## Selected excerpt

It wasn’t just OPEC+ members that increased oil production: producers outside of the cartel increased their output by 600,000 barrels per day this year, and their supply is “expected to rise by 1.7 million barrels per day in 2022, with the US accounting for 60 percent of the growth”, the IEA found.

OPEC released its own monthly oil market report on Thursday. The cartel’s outlook is only slightly rosier than the IEA’s.

OPEC sees oil demand rising by about 6 million bpd to an average of 96.6 million bpd this year –  increasing by a further 3.3 million bpd in 2022 for an average of 99.9 million bpd.

Motorists in the US state of Colorado are dealing with some of the highest prices at the pump in more than a decade, part of a broader trend in high petrol prices during the US’s summer season [File: David Zalubowski/AP Photo]

US prods OPEC

The US is eager to get more oil flowing quickly as ramped-up demand during the country’s summer travel season runs up against lower supply, driving prices higher when Americans pay to fill up their cars at the petrol pump.

That’s politically inconvenient for US President Joe Biden, whose central bank chief, Jerome Powell, has been seeking to assuage fears that the inflation the country is experiencing is more than temporary.

High oil prices increase the cost of travel as well as transport, and the consumer price index (CPI) for all items rose 0.5 percent in July, with the price of food, shelter, energy and new vehicles all up, showed US Bureau of Labor Statistics data released Wednesday. Overall, CPI for all items is up 5.4 percent from last year.

The inflation the US is experiencing has also given Biden’s opposition fuel for their argument that the White House let the economy run too hot by pumping in too much stimulus money.

But Biden, Powell and Treasury Secretary Janet Yellen have maintained that the US economy needs more support to fully bounce back from the coronavirus recession, and that snapping the purse shut too soon would lead to an incomplete recovery.

High petrol prices in the US are also coming at a time when many Americans are off for their summer holidays and eager to travel, including by car. That makes high prices even less palatable. Indeed, the US gasoline index rose 2.4 percent in July, the second consecutive month of increases, and US gasoline prices have risen a staggering 41.8 percent over the past 12 months.

That is partly why Biden’s national security adviser, Jake Sullivan, released a statement on Wednesday calling on OPEC+ to up its output now, and saying that its recent moves to boost supply were  “simply not enough”.

## Work request 1
In the article on oil prices, revise the passage starting with "US prods OPEC" and going on through "more than temporary.", replacing "summer travel season" with "holiday driving season".
## Work request 2
Answer these questions from the article on oil prices.
(a) By how many barrels per day did producers outside OPEC+ increase their output this year?
(b) By what percentage did the consumer price index for all items rise in July?
(c) Who released a statement on Wednesday calling on OPEC+ to raise its output?
## Work request 3
Continue the article on oil prices from the point where it stops.
The data that follow have no connection to the article on oil prices.

## Data

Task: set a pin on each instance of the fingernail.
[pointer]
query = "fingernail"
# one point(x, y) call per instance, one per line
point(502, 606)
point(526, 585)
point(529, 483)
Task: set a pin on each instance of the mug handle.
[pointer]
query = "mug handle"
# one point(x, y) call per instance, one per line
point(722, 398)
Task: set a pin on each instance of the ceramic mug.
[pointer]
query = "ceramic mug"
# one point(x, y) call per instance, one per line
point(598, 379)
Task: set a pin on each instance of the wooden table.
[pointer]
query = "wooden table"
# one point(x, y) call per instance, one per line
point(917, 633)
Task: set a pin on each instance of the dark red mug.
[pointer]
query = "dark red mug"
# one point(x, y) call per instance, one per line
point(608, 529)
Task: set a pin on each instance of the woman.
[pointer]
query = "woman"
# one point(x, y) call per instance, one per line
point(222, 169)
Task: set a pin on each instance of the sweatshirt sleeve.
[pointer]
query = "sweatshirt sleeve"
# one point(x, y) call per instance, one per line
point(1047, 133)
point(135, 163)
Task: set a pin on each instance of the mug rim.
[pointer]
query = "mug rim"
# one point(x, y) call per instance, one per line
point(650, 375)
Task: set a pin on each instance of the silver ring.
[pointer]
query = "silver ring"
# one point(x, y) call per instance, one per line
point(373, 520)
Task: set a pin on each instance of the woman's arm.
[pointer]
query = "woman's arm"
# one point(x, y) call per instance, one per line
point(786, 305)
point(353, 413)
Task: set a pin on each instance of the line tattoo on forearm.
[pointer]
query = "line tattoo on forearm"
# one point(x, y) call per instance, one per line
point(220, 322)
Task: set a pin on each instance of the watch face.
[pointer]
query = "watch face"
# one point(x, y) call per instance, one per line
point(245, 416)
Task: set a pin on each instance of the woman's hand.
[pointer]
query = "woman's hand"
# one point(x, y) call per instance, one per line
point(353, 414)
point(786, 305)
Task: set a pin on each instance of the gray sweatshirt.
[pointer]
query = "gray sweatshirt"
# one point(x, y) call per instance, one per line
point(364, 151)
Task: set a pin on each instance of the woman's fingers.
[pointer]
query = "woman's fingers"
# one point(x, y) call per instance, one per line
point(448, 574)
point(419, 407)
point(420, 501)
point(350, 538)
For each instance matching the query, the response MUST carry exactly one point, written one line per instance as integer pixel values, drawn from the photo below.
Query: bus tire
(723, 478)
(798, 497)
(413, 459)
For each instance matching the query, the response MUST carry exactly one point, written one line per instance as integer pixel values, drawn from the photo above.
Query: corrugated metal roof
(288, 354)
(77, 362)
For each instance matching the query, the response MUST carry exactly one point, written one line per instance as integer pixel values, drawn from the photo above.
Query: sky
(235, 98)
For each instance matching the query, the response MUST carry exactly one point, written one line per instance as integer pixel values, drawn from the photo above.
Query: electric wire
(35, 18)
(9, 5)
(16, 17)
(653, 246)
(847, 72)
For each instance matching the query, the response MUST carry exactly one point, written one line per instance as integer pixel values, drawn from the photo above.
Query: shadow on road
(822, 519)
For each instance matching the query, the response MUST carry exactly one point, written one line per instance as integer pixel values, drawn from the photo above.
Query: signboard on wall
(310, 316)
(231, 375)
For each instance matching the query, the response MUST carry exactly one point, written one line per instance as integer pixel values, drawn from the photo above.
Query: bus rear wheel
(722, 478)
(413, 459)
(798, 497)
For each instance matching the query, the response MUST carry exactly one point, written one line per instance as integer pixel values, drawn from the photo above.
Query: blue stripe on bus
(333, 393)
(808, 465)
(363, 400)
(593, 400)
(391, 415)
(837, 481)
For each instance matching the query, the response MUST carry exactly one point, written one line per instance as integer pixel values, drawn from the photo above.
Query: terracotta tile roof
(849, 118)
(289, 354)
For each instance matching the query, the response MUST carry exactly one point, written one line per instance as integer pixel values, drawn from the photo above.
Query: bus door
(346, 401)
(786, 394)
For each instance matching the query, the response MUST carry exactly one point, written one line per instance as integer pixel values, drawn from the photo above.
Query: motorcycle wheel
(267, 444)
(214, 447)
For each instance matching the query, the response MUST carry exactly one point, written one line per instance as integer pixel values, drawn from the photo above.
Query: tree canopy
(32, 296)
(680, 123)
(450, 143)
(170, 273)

## Task result 1
US prods OPEC

The US is eager to get more oil flowing quickly as ramped-up demand during the country’s holiday driving season runs up against lower supply, driving prices higher when Americans pay to fill up their cars at the petrol pump.

That’s politically inconvenient for US President Joe Biden, whose central bank chief, Jerome Powell, has been seeking to assuage fears that the inflation the country is experiencing is more than temporary.

## Task result 2
(a) 600,000 barrels per day
(b) 0.5 percent
(c) Jake Sullivan, President Joe Biden's national security adviser

## Task result 3
US President Joe Biden is eager to drive petrol prices down to assuage inflation fears and head off criticism that his administration has let the US economy run too hot [File: Susan Walsh/AP Photo]

“President Biden has made clear that he wants Americans to have access to affordable and reliable energy, including at the pump,” Sullivan said in the statement.

The US is the largest producer of crude in the world — as well as the largest consumer. But US shale oil firms have higher production costs than OPEC’s biggest member, Saudi Arabia.

That leaves the US striking a delicate balance when it comes to oil prices: too high, and American consumers feel the pinch; too low, and US shale oil producers cannot stay in business because their prices aren’t competitive.

For their part, OPEC+ producers have been candid about their wariness of moving too quickly as the Delta variant surges.

The IEA noted the disconnect between increased demand and concerns about the variant in its latest report, writing that the crude price rally seen in the second quarter of this year “lost steam in July on fears that new COVID-19 Delta cases and weaker economic indicators could slow the oil demand recovery just as more supply hit the market”.

If the spread of the Delta coronavirus variant continues to pump the brakes on global oil demand growth, it could tip the balance back to an oil surplus in 2022. That leaves open the possibility that OPEC+ could revise its plans to unwind production cuts in the future.

As the IEA report noted, “OPEC+ can still pause, continue or even reverse its curbs as required by the market and it looks unlikely that the unwinding of cuts will continue on a linear trajectory in 2022.”